**RECORD EXCERPTS:**
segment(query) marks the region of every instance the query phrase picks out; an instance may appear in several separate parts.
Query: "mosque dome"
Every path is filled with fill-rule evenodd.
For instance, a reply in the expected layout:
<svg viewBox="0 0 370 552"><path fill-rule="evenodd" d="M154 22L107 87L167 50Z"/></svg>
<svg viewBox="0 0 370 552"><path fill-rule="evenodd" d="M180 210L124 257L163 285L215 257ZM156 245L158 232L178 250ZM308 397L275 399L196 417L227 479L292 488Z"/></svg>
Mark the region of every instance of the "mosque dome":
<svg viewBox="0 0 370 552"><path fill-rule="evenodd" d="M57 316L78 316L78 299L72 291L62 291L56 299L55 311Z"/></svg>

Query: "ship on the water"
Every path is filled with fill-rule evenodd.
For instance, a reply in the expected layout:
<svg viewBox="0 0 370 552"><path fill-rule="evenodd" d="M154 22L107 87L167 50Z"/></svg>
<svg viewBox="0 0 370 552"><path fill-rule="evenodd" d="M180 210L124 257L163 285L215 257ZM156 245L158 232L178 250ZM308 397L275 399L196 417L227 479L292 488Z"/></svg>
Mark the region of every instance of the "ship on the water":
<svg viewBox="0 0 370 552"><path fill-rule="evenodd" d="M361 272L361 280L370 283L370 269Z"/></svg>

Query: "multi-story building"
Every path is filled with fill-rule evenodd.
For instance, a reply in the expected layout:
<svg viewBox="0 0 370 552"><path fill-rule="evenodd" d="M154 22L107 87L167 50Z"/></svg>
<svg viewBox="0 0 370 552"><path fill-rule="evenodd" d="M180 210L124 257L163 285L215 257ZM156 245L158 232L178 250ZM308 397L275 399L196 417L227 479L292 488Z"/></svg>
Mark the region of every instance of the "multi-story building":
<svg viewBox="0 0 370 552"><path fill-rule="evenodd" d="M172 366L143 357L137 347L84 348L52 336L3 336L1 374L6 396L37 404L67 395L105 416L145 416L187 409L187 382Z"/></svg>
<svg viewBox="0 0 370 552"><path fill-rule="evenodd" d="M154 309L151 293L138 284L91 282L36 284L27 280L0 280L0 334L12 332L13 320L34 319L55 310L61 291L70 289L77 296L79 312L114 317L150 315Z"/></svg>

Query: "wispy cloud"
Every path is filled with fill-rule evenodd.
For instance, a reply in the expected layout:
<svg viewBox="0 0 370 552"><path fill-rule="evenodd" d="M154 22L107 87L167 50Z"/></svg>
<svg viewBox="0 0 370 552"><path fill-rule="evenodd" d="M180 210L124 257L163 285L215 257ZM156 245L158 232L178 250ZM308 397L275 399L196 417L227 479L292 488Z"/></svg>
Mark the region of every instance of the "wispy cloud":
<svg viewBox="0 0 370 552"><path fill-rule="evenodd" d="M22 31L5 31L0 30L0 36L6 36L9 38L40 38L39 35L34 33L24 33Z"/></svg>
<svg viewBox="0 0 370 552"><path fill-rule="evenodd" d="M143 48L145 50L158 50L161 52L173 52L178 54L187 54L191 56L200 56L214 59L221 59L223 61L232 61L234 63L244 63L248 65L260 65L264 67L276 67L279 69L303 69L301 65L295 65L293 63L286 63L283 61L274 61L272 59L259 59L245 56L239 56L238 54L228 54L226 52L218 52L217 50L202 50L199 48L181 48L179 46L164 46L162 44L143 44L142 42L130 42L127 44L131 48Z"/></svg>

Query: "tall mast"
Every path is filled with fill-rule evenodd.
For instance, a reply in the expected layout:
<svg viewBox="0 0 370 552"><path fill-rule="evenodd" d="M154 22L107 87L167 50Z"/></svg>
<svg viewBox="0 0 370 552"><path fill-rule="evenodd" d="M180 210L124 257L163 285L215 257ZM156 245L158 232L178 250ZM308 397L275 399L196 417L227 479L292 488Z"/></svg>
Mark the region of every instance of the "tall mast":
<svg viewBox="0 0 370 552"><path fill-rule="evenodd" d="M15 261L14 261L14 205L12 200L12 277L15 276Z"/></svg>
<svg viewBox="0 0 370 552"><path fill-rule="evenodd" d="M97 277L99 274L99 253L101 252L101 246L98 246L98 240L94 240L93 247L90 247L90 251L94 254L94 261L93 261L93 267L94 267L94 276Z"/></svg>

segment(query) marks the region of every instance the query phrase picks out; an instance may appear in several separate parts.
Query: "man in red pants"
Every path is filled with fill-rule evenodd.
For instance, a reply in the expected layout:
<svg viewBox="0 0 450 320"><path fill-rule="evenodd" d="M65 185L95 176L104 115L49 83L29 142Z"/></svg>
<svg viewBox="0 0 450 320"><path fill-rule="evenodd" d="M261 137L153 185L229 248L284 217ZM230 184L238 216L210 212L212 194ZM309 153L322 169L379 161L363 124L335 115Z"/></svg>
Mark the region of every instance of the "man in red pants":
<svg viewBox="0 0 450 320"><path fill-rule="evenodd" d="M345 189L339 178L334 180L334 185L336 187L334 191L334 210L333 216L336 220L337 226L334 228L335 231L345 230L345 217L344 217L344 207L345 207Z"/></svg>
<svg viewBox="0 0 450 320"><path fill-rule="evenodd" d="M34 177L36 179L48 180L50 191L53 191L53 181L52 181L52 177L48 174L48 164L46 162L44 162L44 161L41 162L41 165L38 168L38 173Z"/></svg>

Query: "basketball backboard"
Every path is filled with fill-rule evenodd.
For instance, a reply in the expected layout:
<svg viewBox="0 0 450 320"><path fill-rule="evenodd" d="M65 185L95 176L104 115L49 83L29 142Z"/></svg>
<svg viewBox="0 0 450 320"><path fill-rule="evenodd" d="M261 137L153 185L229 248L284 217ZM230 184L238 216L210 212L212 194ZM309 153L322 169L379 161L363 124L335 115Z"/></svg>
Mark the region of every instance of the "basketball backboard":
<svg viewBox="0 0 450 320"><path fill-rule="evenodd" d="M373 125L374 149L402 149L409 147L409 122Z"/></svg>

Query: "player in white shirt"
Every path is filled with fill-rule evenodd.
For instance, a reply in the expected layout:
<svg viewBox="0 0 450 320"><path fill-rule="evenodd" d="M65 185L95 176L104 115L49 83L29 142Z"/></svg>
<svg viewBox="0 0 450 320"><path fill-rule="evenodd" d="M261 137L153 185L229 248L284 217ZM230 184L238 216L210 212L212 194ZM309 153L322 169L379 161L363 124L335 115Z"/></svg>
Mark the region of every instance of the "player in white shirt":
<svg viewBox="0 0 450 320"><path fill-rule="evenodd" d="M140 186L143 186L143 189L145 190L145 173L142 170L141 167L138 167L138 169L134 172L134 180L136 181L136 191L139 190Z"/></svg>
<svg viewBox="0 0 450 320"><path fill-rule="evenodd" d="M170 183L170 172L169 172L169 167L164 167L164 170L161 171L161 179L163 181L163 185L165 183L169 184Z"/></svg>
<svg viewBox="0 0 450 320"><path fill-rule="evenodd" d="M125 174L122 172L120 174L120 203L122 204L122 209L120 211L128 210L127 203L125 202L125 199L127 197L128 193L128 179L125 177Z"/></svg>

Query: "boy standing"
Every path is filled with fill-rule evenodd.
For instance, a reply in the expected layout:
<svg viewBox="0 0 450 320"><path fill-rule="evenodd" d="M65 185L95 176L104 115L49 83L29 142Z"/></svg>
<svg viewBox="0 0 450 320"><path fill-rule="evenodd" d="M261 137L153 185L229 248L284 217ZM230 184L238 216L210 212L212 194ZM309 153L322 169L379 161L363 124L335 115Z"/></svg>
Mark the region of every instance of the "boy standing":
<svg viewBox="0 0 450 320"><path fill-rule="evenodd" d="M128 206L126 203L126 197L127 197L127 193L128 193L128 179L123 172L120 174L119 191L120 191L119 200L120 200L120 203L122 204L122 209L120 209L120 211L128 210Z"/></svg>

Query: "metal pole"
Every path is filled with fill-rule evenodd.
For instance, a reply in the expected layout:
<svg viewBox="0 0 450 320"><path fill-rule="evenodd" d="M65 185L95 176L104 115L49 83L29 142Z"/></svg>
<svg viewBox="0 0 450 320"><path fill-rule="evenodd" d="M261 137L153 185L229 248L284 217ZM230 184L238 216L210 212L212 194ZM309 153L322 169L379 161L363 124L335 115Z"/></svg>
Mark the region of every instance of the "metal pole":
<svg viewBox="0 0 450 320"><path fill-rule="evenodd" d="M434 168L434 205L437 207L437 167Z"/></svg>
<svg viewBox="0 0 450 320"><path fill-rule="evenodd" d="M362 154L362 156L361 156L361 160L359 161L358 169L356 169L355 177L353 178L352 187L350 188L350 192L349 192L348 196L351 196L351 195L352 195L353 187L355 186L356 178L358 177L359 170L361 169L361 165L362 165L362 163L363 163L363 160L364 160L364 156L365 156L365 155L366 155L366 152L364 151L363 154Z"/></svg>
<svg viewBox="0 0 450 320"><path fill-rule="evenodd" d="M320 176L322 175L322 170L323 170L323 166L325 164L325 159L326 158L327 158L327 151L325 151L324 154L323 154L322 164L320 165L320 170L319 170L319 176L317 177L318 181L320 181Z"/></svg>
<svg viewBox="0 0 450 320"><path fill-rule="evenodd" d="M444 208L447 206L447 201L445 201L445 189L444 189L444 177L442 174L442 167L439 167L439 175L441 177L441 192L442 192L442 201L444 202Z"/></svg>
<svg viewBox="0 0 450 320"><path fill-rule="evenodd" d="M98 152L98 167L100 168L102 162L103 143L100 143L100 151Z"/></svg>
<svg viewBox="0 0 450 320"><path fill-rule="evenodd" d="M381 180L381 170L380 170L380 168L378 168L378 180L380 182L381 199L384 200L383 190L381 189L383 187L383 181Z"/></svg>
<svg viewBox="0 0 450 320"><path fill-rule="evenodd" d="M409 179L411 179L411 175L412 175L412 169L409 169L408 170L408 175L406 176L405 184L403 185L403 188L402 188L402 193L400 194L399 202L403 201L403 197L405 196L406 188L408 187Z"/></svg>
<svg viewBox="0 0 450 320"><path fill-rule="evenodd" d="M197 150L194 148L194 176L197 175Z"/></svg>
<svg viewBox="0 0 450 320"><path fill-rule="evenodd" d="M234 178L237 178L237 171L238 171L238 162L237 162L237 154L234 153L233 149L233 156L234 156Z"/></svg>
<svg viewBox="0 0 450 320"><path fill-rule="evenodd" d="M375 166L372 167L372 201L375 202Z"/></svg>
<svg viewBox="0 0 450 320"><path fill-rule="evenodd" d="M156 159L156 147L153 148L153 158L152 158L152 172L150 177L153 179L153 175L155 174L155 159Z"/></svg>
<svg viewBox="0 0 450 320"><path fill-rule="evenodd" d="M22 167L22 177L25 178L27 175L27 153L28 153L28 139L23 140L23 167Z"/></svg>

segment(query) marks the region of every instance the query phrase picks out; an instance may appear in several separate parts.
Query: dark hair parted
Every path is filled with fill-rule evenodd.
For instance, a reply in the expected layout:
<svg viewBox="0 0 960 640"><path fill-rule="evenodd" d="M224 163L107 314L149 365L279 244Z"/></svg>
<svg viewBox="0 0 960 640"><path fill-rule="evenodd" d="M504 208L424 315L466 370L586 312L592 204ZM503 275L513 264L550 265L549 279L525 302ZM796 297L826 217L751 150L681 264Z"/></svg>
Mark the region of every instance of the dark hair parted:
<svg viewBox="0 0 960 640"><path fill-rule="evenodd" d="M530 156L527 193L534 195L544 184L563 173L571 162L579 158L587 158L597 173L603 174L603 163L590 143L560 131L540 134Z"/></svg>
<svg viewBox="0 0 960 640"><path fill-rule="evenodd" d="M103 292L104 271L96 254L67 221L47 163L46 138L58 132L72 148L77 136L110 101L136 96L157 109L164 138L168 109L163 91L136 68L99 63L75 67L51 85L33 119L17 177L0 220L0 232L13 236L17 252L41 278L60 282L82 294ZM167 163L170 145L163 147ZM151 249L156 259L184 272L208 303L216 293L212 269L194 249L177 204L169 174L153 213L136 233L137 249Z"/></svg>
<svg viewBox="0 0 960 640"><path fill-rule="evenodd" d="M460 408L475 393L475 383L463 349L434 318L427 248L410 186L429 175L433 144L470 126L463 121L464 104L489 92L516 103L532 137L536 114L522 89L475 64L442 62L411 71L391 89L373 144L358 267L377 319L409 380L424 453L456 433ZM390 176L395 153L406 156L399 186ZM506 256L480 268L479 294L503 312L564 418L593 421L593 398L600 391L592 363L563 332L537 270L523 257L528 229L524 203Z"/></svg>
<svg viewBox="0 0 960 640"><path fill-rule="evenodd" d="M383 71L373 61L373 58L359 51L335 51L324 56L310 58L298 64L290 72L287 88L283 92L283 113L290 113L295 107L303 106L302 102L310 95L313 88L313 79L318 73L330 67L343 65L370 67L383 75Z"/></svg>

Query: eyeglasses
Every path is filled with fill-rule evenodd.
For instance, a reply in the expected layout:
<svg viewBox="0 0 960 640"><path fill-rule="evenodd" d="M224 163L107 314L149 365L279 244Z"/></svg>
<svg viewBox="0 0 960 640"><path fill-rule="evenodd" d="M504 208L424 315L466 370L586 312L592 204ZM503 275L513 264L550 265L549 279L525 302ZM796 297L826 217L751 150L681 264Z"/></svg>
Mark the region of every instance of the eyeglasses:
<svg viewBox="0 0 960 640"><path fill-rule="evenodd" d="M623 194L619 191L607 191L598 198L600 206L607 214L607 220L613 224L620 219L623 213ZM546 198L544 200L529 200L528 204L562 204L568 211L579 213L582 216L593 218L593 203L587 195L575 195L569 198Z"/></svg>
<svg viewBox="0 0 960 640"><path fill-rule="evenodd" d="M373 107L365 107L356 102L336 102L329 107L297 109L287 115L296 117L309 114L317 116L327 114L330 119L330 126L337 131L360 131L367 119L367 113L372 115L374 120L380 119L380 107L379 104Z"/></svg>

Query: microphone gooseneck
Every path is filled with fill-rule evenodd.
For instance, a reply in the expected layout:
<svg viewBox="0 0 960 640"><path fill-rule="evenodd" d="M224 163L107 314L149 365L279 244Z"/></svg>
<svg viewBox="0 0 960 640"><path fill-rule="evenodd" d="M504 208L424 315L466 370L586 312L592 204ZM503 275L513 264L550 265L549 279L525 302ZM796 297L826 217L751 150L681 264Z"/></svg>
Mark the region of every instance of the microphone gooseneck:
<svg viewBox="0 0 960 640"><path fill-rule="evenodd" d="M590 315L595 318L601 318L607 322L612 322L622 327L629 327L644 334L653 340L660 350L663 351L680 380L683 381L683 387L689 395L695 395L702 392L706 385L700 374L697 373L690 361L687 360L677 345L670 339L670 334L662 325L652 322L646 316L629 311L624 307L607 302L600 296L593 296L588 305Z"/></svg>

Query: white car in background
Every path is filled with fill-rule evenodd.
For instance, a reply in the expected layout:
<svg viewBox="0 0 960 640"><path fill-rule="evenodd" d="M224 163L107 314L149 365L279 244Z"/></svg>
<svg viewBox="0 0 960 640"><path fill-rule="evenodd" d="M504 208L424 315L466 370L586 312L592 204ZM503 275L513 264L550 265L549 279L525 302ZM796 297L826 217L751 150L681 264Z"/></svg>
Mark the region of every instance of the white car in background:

**PROBLEM TO WORK ON:** The word "background" appears in some lines above. Return every one of those lines.

**RESPONSE BELOW:**
Query: white car in background
Mark the region of every instance of the white car in background:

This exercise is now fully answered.